Arbeitsrecht – Erbrecht - Kommunalrecht

VW – Abhängigkeit von der niederländischen Chipgesellschaft Nexperia B.V.?

Halbleiter

Seltene Erden im Zentrum strategischer Rivalitäten – Graf Kerssenbrock & Kollegen

Teil 1: Analyse der Lage und Abhängigkeit von VW gegenüber Nexperia/China

1.1 Beschreibung der aktuellen Situation

VW hat öffentlich gewarnt, dass – obwohl bislang noch keine Produktion direkt beeinträchtigt wurde – kurzfristige Produktions-einschränkungen wegen Lieferengpässen bei Nexperia-Bauteilen nicht ausgeschlossen werden können. Hintergrund ist ein Disput zwischen China und den Niederlanden: Die niederländische Regierung hat am 30. September 2025 die Kontrolle über Nexperia übernommen, nachdem Bedenken bestand, dass Technologien und Bauteile in riskanter Weise an die chinesische Muttergesellschaft übertragen werden könnten. In Reaktion darauf erließ China Exportbeschränkungen gegen Nexperia-Produkte. (Reuters)

Nexperia produziert standardisierte Halbleiter (z. B. Dioden, Transistoren, MOSFETs), also nicht die hochkomplexesten Chips, sondern Komponenten, die jedoch massenhaft in der Automobil- und Elektronikindustrie eingesetzt werden und damit eine „kritische Versorgungskette“ darstellen. (

1.2 Konkrete Abhängigkeit für VW

Für VW ergibt sich eine Abhängigkeit aus folgenden Punkten:

  • Obwohl VW nicht unbedingt direkte Verträge mit Nexperia selbst öffentlich benennt, ist belegbar, dass Komponenten von Nexperia über Zulieferketten in Fahrzeugen von VW verbaut werden. 

  • Die Tatsache, dass China den Export von Nexperia-Produkten beschränkt hat, wirkt sich entlang der Lieferkette auf tier-1 und tier-2 Zulieferer aus, die wiederum VW beliefern. Somit handelt es sich nicht nur um eine theoretische, sondern um eine reale Produktionsrisiko-Situation.

(Annotationsdaten zur Objektposition)

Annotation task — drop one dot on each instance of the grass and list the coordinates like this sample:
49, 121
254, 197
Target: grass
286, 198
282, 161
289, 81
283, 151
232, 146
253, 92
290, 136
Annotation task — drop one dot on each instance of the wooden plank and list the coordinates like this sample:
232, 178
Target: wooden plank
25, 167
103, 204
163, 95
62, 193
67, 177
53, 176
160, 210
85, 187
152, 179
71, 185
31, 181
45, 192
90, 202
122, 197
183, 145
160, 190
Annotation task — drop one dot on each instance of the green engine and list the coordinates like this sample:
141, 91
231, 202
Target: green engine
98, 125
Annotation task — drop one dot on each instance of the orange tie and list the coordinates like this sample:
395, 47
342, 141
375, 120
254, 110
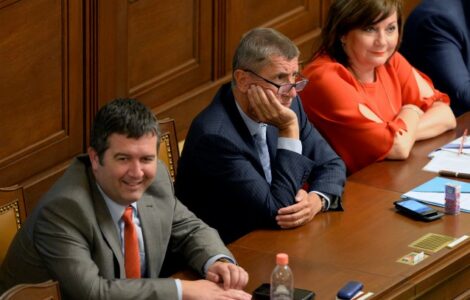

AUFGABEN →
• 1. Gib die Zeilen der Datensätze von der Zeile mit „of the wooden“ bis zum Ende der Datensätze unverändert wieder, beide Enden eingeschlossen. Lass die Bilder dabei weg.
• 2. Setze den Text über die Abhängigkeit von VW gegenüber Nexperia im Anschluss an seinen letzten Satz fort.

LÖSUNGEN →
• 1.
Annotation task — drop one dot on each instance of the wooden plank and list the coordinates like this sample:
232, 178
Target: wooden plank
25, 167
103, 204
163, 95
62, 193
67, 177
53, 176
160, 210
85, 187
152, 179
71, 185
31, 181
45, 192
90, 202
122, 197
183, 145
160, 190
Annotation task — drop one dot on each instance of the green engine and list the coordinates like this sample:
141, 91
231, 202
Target: green engine
98, 125
Annotation task — drop one dot on each instance of the orange tie and list the coordinates like this sample:
395, 47
342, 141
375, 120
254, 110

• 2.
  • VW-Interne Mitteilungen weisen darauf hin, dass man „kurzfristige Einschränkungen der Produktion nicht ausschließen“ könne. 

  • Verband der deutschen Automobilindustrie (VDA) warnt vor erheblichen Produktionsbeschränkungen, wenn die Situation nicht kurzfristig entschärft wird. (Reuters)

1.3 Risiken und Konsequenzen

Die Abhängigkeit von Nexperia und indirekt von der chinesischen Muttergesellschaft birgt folgende Risiken für VW:

  • Versorgungsrisiko: Wenn bestimmte Bauteile – selbst wenn diese nicht „High‐End“ sind – knapp werden, kann die Just-in-Time Produktion bei VW gestört werden. Das wiederum kann zu Produktionsstopps, erhöhten Kosten (z. B. Ersatzteile, Umschaltungen, Lagerhaltung) und Lieferverzögerungen führen.

  • Marktrisiko: Produktionsausfälle oder Verzögerungen können das Image schädigen (z. B. Lieferzeiten für Kunden), und in einem wettbewerbsintensiven Umfeld kann das VW gegenüber Wettbewerbern benachteiligen.

  • Geopolitisches Risiko: Da der Konflikt zwischen China und den Niederlanden Teil eines größeren Technologie- bzw. Handelskonflikts ist, kann eine weitere Eskalation erfolgen – z. B. weitere Exportstopps, Sanktionen, politische Eingriffe – die direkt VW betreffen.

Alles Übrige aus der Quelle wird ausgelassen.